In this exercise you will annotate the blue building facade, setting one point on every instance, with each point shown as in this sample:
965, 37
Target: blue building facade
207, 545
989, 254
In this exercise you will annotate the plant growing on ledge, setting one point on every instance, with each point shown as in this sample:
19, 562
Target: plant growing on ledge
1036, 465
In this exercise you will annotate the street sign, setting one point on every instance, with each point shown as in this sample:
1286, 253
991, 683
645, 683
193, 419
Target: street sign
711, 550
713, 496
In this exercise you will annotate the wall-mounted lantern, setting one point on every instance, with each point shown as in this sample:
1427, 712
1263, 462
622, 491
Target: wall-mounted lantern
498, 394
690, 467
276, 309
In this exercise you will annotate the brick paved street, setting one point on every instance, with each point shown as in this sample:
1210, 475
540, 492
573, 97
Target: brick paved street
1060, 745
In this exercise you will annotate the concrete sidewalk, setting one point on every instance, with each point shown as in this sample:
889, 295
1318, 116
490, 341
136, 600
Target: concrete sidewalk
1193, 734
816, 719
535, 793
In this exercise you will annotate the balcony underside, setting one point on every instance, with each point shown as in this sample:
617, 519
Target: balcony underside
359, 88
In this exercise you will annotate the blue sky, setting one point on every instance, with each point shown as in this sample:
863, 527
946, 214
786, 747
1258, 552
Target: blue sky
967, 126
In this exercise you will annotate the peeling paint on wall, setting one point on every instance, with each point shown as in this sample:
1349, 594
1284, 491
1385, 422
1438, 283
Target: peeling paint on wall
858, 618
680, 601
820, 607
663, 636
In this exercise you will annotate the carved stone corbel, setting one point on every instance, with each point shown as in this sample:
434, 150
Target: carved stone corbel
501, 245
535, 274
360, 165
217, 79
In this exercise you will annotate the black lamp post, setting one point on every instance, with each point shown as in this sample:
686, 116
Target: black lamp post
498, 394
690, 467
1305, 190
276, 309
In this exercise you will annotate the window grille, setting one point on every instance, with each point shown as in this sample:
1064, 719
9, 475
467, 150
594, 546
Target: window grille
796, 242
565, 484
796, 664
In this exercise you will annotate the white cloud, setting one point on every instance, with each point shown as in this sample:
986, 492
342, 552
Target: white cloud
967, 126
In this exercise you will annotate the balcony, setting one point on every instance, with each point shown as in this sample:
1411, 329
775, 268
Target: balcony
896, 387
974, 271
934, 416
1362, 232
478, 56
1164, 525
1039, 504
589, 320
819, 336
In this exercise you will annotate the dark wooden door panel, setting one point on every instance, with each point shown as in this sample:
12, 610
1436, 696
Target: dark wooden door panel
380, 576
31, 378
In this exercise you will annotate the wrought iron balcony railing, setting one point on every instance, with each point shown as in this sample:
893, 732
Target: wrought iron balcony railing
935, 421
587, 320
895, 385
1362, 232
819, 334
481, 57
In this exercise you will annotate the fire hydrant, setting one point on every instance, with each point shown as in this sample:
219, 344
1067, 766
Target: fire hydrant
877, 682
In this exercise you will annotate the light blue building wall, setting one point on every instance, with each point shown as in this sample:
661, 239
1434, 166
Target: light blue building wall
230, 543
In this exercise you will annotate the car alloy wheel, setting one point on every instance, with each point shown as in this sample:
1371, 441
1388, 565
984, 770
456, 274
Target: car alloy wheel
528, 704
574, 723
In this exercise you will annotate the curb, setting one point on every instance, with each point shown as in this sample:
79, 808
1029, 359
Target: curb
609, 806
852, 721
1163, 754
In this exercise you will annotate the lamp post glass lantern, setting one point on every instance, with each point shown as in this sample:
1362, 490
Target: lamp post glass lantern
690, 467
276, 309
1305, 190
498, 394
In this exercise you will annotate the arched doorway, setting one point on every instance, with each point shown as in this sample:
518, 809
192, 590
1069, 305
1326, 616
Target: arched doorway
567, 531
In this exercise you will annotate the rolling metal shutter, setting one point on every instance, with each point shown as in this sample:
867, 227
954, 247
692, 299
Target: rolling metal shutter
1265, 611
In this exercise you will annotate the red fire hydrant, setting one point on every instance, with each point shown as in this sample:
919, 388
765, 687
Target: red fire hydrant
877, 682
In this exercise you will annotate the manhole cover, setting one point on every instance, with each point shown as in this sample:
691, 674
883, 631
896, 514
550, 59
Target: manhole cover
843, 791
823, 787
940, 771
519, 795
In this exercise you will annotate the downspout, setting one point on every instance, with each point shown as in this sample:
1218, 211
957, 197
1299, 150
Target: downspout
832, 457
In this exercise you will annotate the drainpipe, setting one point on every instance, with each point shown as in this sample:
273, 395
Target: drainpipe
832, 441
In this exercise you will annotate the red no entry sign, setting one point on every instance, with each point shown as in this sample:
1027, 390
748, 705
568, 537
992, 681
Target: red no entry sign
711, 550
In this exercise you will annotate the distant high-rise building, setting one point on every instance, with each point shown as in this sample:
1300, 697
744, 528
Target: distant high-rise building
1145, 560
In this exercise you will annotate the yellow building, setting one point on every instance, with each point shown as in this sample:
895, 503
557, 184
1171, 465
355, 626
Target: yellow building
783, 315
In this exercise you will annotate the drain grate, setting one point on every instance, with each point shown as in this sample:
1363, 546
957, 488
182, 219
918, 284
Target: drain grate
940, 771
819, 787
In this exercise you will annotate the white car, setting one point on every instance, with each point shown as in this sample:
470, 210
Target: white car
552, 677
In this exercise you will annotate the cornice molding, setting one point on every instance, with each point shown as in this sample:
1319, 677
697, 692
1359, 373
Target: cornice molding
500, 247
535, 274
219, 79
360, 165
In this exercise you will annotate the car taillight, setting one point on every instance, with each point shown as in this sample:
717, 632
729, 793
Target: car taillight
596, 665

--------------------------------------------------

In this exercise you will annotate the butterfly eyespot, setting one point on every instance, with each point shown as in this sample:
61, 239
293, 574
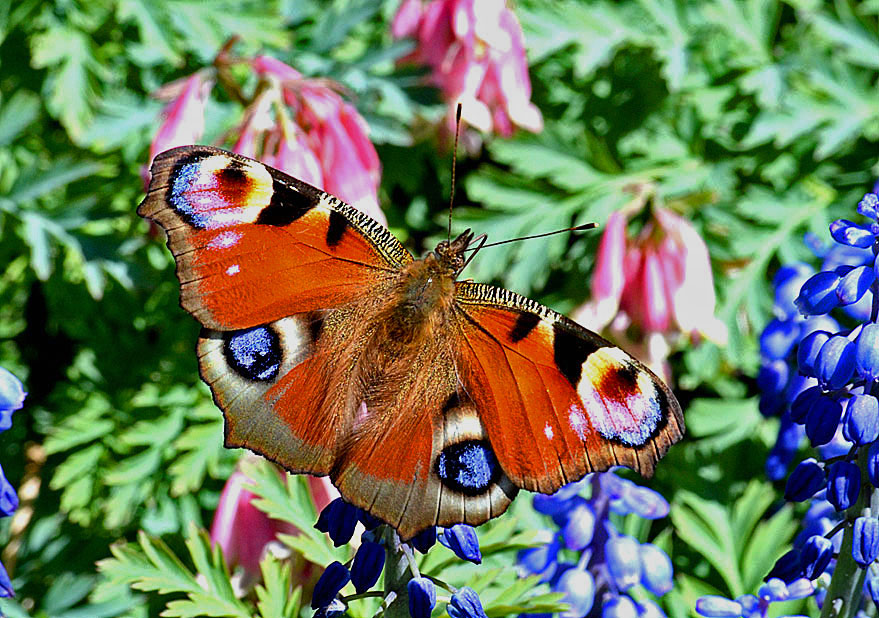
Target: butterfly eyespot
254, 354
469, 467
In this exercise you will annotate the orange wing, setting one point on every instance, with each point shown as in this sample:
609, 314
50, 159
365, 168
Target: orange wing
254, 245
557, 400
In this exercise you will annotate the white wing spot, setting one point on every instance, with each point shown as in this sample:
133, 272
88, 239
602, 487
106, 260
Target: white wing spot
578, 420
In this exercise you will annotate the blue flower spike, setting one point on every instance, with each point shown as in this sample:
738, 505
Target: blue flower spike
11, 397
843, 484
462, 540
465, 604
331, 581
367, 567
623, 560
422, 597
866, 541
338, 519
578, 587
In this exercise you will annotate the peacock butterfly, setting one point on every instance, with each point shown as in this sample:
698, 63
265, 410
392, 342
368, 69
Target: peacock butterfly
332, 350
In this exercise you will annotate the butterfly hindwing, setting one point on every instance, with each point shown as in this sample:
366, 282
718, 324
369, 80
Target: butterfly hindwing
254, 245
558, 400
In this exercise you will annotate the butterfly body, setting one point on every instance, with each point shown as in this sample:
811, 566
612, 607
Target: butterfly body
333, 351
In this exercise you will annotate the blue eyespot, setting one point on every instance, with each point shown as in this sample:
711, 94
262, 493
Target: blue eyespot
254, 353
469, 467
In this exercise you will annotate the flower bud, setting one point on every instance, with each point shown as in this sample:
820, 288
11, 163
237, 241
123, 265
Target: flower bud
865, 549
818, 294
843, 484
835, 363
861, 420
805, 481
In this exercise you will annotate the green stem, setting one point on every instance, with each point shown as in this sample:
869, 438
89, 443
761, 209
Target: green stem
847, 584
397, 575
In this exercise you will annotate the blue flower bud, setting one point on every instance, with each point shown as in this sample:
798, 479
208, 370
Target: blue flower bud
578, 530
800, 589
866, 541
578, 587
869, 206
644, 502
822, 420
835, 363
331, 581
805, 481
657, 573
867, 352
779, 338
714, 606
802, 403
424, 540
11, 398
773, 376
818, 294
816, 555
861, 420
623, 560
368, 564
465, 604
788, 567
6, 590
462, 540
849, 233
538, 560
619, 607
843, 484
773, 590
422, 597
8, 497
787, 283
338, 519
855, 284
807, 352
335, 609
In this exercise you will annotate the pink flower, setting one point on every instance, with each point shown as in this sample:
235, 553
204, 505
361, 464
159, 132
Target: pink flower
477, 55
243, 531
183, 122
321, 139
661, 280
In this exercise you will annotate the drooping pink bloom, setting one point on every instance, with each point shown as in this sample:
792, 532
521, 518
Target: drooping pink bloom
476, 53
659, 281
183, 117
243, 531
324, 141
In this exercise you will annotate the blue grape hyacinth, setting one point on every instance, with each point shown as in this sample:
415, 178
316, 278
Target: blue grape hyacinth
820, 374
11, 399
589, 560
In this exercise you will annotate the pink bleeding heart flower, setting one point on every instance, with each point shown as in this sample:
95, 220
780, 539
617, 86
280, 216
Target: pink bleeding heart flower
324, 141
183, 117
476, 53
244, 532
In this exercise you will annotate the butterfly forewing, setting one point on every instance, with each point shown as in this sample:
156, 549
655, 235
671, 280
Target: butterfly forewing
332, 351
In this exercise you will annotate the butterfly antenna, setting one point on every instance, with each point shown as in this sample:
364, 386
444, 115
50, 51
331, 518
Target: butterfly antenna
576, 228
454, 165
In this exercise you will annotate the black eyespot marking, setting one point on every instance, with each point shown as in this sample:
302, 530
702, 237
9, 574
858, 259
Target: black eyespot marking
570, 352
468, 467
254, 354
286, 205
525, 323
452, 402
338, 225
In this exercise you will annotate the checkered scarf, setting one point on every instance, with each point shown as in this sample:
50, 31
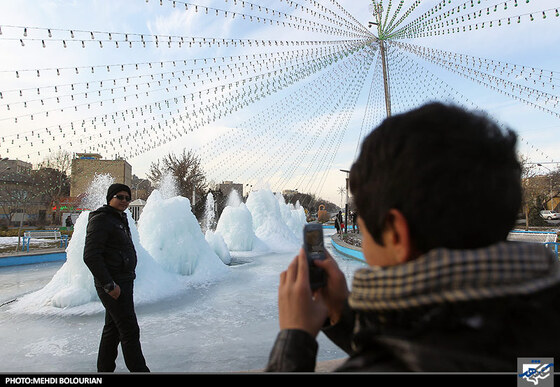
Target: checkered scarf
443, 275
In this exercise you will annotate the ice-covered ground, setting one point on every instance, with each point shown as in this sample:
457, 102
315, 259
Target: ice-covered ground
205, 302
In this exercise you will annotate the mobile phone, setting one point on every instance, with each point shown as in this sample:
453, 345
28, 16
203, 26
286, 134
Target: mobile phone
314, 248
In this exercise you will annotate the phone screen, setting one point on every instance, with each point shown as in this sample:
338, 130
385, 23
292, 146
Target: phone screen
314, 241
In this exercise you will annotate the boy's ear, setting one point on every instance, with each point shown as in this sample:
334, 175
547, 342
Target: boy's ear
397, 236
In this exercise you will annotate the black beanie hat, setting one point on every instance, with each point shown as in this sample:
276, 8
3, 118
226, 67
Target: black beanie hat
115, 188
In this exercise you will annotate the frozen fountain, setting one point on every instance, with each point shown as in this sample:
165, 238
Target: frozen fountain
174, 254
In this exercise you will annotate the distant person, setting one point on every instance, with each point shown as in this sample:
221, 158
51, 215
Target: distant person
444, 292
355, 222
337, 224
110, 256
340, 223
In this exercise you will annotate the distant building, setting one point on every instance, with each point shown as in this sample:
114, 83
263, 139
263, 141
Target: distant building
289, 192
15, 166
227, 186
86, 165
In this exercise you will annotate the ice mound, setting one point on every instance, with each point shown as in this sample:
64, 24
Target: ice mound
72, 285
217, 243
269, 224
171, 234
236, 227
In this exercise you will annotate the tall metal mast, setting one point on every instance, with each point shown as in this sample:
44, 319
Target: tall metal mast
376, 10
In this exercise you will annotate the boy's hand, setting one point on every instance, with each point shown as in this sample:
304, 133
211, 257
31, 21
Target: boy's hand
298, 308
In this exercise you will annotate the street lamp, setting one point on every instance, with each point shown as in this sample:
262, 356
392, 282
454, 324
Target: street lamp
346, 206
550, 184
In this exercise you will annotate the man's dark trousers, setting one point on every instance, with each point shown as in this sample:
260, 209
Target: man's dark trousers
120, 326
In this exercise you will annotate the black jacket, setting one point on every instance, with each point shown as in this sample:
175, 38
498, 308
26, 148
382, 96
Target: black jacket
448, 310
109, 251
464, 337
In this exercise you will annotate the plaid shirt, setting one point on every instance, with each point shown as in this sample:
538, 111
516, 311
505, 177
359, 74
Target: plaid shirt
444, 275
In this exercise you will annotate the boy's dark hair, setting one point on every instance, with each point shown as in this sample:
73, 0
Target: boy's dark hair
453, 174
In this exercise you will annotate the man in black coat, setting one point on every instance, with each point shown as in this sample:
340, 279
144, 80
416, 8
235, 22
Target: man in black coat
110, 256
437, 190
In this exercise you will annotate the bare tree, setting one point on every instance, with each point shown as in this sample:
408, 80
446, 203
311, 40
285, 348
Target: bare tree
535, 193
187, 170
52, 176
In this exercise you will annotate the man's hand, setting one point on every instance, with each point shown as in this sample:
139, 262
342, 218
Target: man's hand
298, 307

--------------------------------------------------

Extract every line from the records above that contains the word "mounted".

In this exercise you will annotate the wall-mounted lantern, setting one point on every instance, with each point shown as in this sample:
Target: wall-mounted lantern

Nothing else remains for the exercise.